>> begin TEXT

Reading and converting cyrillic unicode characters from JSON file in C++

I have a JSON file with the following content (for example):

{
    "excel_filepath": "excel_file.xlsx",
    "line_length": 5.0,
    "record_frequency": 2.5,
    "report_file_name": "\u041f\u0421 \u041f\u0440\u043e\u043c\u0437\u043e\u043d\u0430 - \u041f\u0421 \u041f\u043e\u0433\u043e\u0440\u0435\u043b\u043e\u0432\u043e (\u0426.1)",
    "line_type": 1,
}

This JSON file is generated by Python script.

For reading the JSON file, I use the <nlohmann/json.hpp> library (I found it simple for my case):

using json = nlohmann::json;

std::ifstream f("temp_data.json");
json data = json::parse(f);

What I want to do is to read the "report_file_name" value and create a simple .txt file named as the value of the report_file_name key, which is stored as Unicode, as you can see.

What I am trying to do is as follows:

_setmode(_fileno(stdout), _O_U16TEXT);
const locale utf8_locale = locale(locale(), new codecvt_utf8<wchar_t>());

string report_file_name = data["report_file_name"];
    
for (auto unicode_char : report_file_name) 
{
    wcout << typeid(unicode_char).name() << ": " << unicode_char << endl;
}

wofstream report_file(report_file_name + L".txt");
report_file.imbue(utf8_locale);

This gives an output as:

char: Ð  
char:  
char: Ð  
char: ¡  
char:  
char: Ð  
char:  
char: Ñ  
char:  
char: Ð  
char: ¾
... and so on

I have to note that I somehow managed to write Cyrillic letters into a report file. Interestingly, when I do:

wcout << L"\u041f\u0421" << endl;

It prints out Cyrillic letters (ПС) correctly. Also, no problem with creating the report .txt file with a Cyrillic name from code:

wofstream report_file(L"Отчет.txt"); // fine!

Am I doing something wrong? I'm using Windows 10, MVS 2022 with C++17 Standard. If this is helpful.

Solution

Per nlohmann::json's documentation:

https://github.com/nlohmann/json#character-encoding

Character encoding

The library supports Unicode input as follows:

Only UTF-8 encoded input is supported which is the default encoding for JSON according to RFC 8259.

std::u16string and std::u32string can be parsed, assuming UTF-16 and UTF-32 encoding, respectively. These encodings are not supported when reading from files or other input containers.

>> end TEXT

## SET OF TASKS
**1)** In the thread on reading Cyrillic characters from JSON in C++, how would you render this sentence in Spanish: "This JSON file is generated by Python script."
**2)** Can you continue the thread on reading Cyrillic characters from JSON in C++, picking up right after its final sentence?

>> begin GIVEN DATA

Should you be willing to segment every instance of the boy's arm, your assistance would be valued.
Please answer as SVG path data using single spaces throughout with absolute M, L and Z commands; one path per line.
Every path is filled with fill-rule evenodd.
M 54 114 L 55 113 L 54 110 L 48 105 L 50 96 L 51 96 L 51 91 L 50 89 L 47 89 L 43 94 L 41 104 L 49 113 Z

>> end GIVEN DATA

## ANSWERS FOR THE TASKS
**1)** Este archivo JSON es generado por un script de Python.

**2)**
Other encodings such as Latin-1 or ISO 8859-1 are not supported and will yield parse or serialization errors.

Unicode noncharacters will not be replaced by the library.

Invalid surrogates (e.g., incomplete pairs such as \uDEAD) will yield parse errors.

The strings stored in the library are UTF-8 encoded. When using the default string type (std::string), note that its length/size functions return the number of stored bytes rather than the number of characters or glyphs.

When you store strings with different encodings in the library, calling dump() may throw an exception unless json::error_handler_t::replace or json::error_handler_t::ignore are used as error handlers.

To store wide strings (e.g., std::wstring), you need to convert them to a UTF-8 encoded std::string before, see an example.

So, in your case, your report_file_name string is a UTF-8 encoded std::string, which you will need to decode into a std::wstring (UTF-16 on Windows, UTF-32 on other platforms) before you can use it with std::wofstream, eg:

std::wstring utf8_to_wstr(const std::string &uf8)
{
    // there are many questions on StackOverflow about how to do this conversion.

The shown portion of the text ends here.